------ Bereitgestellter Text ------

2Diesen Antrag wies das Bundesamt für Fremdenwesen und Asyl (BFA) mit Bescheid vom 27. Dezember 2023 gemäß § 4a Asylgesetz 2005 (AsylG 2005) als unzulässig zurück und sprach aus, dass die Revisionswerberin sich nach Bulgarien zurück zu begeben habe. Es erteilte ihr keinen Aufenthaltstitel aus berücksichtigungswürdigen Gründen gemäß § 57 AsylG 2005, ordnete gemäß § 10 Abs. 1 Z 1 AsylG 2005 iVm § 9 BFA Verfahrensgesetz (BFAVG) die Außerlandesbringung der Revisionswerberin gemäß § 61 Abs. 2 Fremdenpolizeigesetz 2005 (FPG 2005) an und stellte fest, dass ihre Abschiebung nach Bulgarien gemäß § 61 Abs. 2 FPG 2005 zulässig sei. Das BFA stellte unter anderem fest, dass die Revisionswerberin an einer nicht näher umschriebenen Herzkrankheit leide. Aus den Länderinformationsblättern zu Bulgarien ergebe sich aber eine „ausreichende Versorgung für Schutzberechtigte“.
3 Dagegen erhob die Revisionswerberin Beschwerde an das Bundesverwaltungsgericht (BVwG), in der sie unter anderem geltend machte, aus näher genannten, insbesondere ihre Gesundheit betreffenden Gründen als 71 jährige „Asylberechtigte“ ohne Unterstützung in Bulgarien nicht überleben zu können. Das bulgarische Gesundheitswesen sei durch tiefe strukturelle Probleme gekennzeichnet. Es sei vom BFA nicht berücksichtigt worden, dass es „akute Schwierigkeiten“ für Fremde in Bulgarien gebe, eine Unterkunft zu finden. Die Revisionswerberin habe keine andere Möglichkeit gesehen, als zu ihrer Tochter nach Österreich zu kommen.
4 Das BVwG wies diese Beschwerde ohne Durchführung einer mündlichen Verhandlung als unbegründet ab und erklärte die Revision für nicht zulässig. Begründend ging es unter anderem davon aus, die Revisionswerberin leide an keiner lebensbedrohlichen Erkrankung, die einer Überstellung nach Bulgarien entgegenstehe. Die Revision erklärte es für nicht zulässig.
5 Dagegen wendet sich die vorliegende außerordentliche Revision. Sie macht zur Zulässigkeit und in der Sache unter anderem eine Verletzung der Verhandlungspflicht geltend.
6 Das BFA hat sich am Revisionsverfahren nicht beteiligt.
Der Verwaltungsgerichtshof hat erwogen:
7 Die Revision ist zulässig und begründet.

------ Bereitgestellte Daten ------

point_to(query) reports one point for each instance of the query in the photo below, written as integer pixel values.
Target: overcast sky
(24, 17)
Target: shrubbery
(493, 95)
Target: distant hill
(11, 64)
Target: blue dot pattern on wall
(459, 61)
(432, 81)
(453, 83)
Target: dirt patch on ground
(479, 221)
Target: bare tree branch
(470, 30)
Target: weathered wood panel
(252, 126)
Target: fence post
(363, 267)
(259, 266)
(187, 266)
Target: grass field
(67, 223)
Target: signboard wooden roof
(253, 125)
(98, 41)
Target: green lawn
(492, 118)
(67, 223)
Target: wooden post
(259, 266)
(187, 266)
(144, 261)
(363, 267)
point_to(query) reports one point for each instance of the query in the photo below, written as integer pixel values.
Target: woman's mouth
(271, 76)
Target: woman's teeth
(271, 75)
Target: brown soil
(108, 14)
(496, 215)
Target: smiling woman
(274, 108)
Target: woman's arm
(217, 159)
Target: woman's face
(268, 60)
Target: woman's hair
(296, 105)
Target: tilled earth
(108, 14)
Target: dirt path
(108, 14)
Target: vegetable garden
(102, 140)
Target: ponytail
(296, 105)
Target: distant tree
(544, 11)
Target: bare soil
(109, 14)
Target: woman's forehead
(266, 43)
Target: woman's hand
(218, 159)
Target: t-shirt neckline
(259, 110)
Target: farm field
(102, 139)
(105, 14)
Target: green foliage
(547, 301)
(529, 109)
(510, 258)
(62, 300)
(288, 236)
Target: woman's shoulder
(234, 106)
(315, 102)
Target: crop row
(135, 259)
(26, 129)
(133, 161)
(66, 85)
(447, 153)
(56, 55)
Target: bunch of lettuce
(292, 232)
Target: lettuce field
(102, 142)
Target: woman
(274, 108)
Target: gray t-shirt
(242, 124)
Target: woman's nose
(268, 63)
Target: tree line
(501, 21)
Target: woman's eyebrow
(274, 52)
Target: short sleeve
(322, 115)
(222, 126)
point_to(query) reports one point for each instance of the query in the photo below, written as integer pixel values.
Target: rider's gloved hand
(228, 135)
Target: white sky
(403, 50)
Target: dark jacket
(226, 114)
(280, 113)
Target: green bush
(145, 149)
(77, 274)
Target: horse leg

------

* _Aufgabenstellung_: Geben Sie an, wie das Bundesverwaltungsgericht laut dem bereitgestellten Text über die Beschwerde der Revisionswerberin entschieden hat.

* _Lösung_: Es wies die Beschwerde ohne Durchführung einer mündlichen Verhandlung als unbegründet ab und erklärte die Revision für nicht zulässig.